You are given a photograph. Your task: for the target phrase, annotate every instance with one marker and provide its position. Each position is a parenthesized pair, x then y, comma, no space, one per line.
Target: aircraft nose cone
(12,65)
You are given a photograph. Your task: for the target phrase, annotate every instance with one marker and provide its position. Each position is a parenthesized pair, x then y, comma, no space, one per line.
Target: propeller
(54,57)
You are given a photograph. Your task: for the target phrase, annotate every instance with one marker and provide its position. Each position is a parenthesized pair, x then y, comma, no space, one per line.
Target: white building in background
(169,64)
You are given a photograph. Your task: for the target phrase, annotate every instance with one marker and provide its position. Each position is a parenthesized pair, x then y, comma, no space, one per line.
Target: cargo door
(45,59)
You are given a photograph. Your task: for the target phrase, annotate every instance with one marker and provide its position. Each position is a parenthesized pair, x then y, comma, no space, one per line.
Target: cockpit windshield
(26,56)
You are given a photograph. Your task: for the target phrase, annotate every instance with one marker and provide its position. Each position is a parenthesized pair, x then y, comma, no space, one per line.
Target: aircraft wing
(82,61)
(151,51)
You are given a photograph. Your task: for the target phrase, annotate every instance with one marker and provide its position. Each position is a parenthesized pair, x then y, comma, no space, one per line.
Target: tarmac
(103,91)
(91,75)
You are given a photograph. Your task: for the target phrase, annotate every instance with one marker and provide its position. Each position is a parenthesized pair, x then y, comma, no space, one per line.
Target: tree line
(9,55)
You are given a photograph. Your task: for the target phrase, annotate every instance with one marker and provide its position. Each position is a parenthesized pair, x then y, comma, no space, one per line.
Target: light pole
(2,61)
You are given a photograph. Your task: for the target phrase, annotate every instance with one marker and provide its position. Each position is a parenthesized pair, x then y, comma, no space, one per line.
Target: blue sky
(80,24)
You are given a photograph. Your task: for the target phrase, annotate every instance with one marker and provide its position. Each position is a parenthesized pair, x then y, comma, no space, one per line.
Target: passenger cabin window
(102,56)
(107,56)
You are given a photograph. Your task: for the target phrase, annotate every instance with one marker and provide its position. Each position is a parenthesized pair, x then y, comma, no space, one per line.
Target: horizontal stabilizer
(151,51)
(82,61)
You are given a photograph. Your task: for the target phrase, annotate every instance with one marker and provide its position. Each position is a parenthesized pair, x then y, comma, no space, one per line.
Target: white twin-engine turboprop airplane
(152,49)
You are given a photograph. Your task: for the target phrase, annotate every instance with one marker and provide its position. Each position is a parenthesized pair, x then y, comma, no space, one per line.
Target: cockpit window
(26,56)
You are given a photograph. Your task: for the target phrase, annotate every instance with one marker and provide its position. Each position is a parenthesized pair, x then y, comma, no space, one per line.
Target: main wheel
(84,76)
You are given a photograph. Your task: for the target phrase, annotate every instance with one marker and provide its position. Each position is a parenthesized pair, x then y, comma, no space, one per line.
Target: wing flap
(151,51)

...

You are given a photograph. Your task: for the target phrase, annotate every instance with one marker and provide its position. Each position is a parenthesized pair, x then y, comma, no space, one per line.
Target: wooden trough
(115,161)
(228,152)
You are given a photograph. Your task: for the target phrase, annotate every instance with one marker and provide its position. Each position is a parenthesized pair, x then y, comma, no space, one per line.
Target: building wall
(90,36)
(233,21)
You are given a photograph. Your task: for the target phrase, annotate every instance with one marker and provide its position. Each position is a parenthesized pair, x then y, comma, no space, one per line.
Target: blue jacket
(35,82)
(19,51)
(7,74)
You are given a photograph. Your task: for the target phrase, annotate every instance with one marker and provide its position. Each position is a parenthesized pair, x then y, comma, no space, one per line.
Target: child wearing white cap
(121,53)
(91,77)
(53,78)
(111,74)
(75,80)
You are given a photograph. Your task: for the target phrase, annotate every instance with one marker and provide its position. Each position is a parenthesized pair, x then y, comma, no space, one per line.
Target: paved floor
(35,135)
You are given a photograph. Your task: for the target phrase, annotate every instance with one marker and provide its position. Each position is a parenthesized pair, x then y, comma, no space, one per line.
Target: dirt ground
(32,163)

* * *

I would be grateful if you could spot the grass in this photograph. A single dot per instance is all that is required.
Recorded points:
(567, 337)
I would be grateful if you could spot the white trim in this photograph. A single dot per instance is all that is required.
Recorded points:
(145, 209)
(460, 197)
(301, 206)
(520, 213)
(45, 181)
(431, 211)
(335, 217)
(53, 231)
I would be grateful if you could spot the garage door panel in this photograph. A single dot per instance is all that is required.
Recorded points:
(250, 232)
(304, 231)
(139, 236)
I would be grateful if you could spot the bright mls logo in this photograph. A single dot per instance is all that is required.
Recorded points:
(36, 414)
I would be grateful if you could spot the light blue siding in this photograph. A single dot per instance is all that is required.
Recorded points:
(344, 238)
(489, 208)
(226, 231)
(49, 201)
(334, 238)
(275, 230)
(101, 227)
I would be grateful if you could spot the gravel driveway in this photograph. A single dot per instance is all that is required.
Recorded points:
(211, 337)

Work item:
Every line of the listing above that includes "would" should be copied out.

Reply:
I would be grateful if you could spot the grass in this photograph. A single dot per instance is all that is required.
I would be grateful if you could spot the white trim in this photograph. A single dot per instance is all that is required.
I would be grateful if you could spot the garage door panel in this photograph. A single dot per instance is all that is required.
I would be grateful if you could spot the bright mls logo in this photograph. A single dot per instance is all that is required.
I would be grateful if you could spot the light blue siding in this photograph. A single dot per instance is all that is required.
I would be grateful if you could spot the gravel driveway in this photograph. A single dot per instance is all that is required.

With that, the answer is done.